TIP 7. Like SCENES, the job of DIALOGUE is to advance the story. Your main character will often have a MISSION STATEMENT (e.g. Jerry Maguire). Truby would call this the PLAN. Sometimes it can be stated quickly and simply.

TIP 8. Seger then breaks her own rule by suggesting an easy trick of making EXPOSITION dialogue more interesting: have two characters question your protagonist, (or bring him the problem), instead of just one. Then they can bicker, interrupt each other, show different agendas, etc. A good example of this is the exposition scene in the lecture hall near the beginning of Indiana Jones and the Last Crusade. (I kept thinking of Blake Snyder's POPE IN THE POOL technique.)

TIP 9. Add excitement to a scene by giving some of the characters ATTITUDE. (Presumably this increases conflict, which is always interesting.)

TIP 10. We all know about using different rhythm, sentence length, vocabulary, dialect, etc, to differentiate one character's dialogue from another but what about introducing SOUNDS? A character could sniff, snort, slurp, grunt, even imitate animals as Helen Mirren and Christopher Plummer do in The Last Station. (A good example of this in literature can be found in True Grit, where author Charles Portis has one of Lucky Ned Pepper's gang make animal noises instead of speaking. It's funny and memorable.)

TIP 11. Dialogue can even communicate a story's THEME, via two characters putting forth their world views: Character A is the mouthpiece of the author and presents the theme, while Character B presents the contra-theme. Seger showed us a scene from Amadeus, where Salieri defends his hatred of Mozart to a priest. Truby would call this the OPPONENT ARGUMENT and suggest that a story's TAGLINE is another way to present THEME. Blake Snyder would argue that this is the job of the OPENING IMAGE. I say: why not use all three?

TIP 12. As the author of a series where my hero has to learn how to understand people, I especially liked Seger's reminder that SUBTEXT in DIALOGUE could be expressed in non-verbal BODY LANGUAGE. She ended by showing us clips from the episode of Frasier where Frasier and Lillith have an innuendo-packed debate on television, with amusing hair-loosening and body language.

Unlike many of my more talented writer friends, writing rarely just flows with me. I need all the techniques I can get. I hope you find some of these useful as well.

RECORDS TO USE:
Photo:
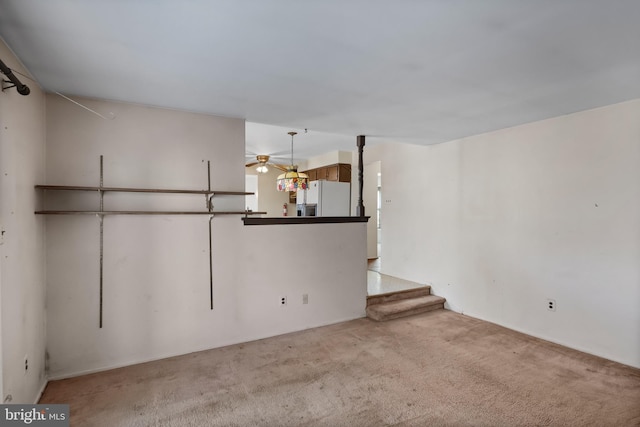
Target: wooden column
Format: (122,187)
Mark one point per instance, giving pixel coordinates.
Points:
(360,207)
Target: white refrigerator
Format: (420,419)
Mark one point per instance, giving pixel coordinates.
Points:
(330,197)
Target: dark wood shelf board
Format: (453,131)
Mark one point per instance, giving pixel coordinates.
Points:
(147,213)
(304,220)
(140,190)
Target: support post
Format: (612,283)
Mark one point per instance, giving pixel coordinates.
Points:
(360,207)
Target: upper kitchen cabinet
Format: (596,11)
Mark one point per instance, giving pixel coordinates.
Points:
(339,172)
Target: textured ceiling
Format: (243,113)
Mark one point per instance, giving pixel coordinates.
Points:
(422,72)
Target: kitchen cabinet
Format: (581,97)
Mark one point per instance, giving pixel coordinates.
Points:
(338,172)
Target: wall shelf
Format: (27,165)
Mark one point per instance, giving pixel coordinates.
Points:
(101,213)
(149,213)
(140,190)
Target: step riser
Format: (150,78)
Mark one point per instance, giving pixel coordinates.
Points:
(412,293)
(390,316)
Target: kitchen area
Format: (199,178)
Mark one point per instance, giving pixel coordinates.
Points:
(328,192)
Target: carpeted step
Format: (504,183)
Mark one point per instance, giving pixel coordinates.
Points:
(398,295)
(404,307)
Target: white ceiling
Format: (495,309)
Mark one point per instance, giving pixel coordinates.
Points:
(414,71)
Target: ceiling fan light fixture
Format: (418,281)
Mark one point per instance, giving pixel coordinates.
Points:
(291,180)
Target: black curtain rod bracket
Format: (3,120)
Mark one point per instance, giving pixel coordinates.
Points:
(21,88)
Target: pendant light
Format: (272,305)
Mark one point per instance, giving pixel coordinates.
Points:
(291,180)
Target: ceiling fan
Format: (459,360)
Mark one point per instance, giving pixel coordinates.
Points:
(262,163)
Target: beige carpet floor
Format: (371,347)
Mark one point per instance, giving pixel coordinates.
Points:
(435,369)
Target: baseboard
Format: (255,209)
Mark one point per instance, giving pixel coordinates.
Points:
(66,375)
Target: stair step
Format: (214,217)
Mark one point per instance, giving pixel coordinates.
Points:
(404,307)
(398,295)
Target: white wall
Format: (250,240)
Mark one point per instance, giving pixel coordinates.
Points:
(156,268)
(370,199)
(500,222)
(22,283)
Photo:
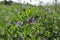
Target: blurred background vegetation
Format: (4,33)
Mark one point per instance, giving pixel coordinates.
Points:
(29,22)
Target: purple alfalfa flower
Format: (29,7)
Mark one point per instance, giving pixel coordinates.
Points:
(30,0)
(20,38)
(44,38)
(16,10)
(19,23)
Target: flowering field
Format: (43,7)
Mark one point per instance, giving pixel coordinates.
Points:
(27,22)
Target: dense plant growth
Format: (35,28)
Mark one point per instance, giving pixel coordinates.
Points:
(27,22)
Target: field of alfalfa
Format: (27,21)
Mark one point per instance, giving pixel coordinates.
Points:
(27,22)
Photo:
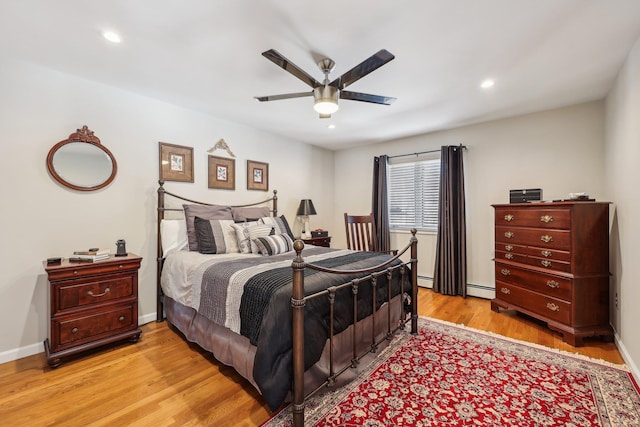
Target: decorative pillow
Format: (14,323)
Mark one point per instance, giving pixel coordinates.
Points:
(274,245)
(279,223)
(204,212)
(242,214)
(174,235)
(215,236)
(245,231)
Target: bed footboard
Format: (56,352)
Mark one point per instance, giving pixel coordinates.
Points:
(298,302)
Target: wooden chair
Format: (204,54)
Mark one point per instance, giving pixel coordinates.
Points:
(361,233)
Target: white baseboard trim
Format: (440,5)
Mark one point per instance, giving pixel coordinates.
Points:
(20,352)
(627,358)
(31,349)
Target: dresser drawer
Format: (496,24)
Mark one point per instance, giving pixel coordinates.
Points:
(544,305)
(543,238)
(553,286)
(549,264)
(548,253)
(83,292)
(74,330)
(540,218)
(511,256)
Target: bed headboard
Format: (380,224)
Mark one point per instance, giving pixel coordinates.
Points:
(162,208)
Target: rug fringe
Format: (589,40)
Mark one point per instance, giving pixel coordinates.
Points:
(579,356)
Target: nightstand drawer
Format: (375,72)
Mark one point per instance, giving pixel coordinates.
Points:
(80,293)
(72,330)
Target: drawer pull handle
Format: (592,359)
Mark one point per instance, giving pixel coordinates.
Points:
(546,238)
(551,306)
(546,218)
(106,291)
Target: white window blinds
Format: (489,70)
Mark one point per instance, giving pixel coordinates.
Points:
(413,194)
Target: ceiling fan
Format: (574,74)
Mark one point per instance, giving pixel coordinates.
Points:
(326,94)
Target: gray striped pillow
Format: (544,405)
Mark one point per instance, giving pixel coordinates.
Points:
(215,236)
(274,245)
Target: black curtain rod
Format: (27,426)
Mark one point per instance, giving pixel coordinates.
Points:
(464,147)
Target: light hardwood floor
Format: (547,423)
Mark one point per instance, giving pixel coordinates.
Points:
(164,381)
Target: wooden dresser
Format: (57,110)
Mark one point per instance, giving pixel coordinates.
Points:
(552,263)
(91,304)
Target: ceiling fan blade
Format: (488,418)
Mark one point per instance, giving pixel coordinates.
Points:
(365,97)
(365,67)
(283,96)
(282,62)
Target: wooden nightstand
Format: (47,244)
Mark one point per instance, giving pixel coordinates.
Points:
(318,241)
(91,304)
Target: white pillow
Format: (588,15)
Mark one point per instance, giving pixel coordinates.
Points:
(174,235)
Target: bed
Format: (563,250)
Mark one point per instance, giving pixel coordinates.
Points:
(234,280)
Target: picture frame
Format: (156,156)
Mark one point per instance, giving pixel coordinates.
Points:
(176,162)
(222,173)
(257,175)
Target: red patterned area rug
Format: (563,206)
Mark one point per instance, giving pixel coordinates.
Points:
(450,375)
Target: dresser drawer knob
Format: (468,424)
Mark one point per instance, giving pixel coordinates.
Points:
(551,306)
(106,291)
(546,218)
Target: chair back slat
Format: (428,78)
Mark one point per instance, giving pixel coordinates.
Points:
(361,232)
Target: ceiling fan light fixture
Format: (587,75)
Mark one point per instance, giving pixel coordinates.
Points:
(326,99)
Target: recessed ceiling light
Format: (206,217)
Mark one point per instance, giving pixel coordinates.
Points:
(112,36)
(487,84)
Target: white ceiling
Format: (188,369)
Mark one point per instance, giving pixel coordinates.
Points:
(205,55)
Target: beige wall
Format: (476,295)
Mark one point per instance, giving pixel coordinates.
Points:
(623,175)
(40,107)
(560,151)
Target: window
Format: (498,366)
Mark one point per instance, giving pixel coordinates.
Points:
(413,194)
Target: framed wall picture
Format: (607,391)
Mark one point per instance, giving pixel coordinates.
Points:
(222,173)
(257,175)
(176,162)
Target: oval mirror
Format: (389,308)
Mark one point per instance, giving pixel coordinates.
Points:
(80,162)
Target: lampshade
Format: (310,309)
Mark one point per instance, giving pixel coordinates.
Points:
(326,99)
(306,208)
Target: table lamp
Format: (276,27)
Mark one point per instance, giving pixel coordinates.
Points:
(304,210)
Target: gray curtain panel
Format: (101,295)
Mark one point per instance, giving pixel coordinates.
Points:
(450,275)
(380,202)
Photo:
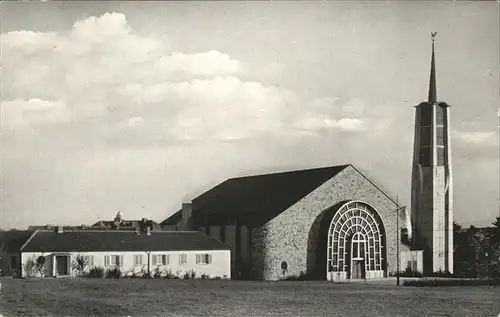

WRITTEN INSTRUCTION 1: Print the stretch of the dialogue tips from "Unlike many of" through "useful as well.".
WRITTEN INSTRUCTION 2: How many lines in the rows contain the word "cabinet"? Reply with the number alone.
The rows have no connection to the dialogue tips.

FINAL RESULT 1:
Unlike many of my more talented writer friends, writing rarely just flows with me. I need all the techniques I can get. I hope you find some of these useful as well.

FINAL RESULT 2: 2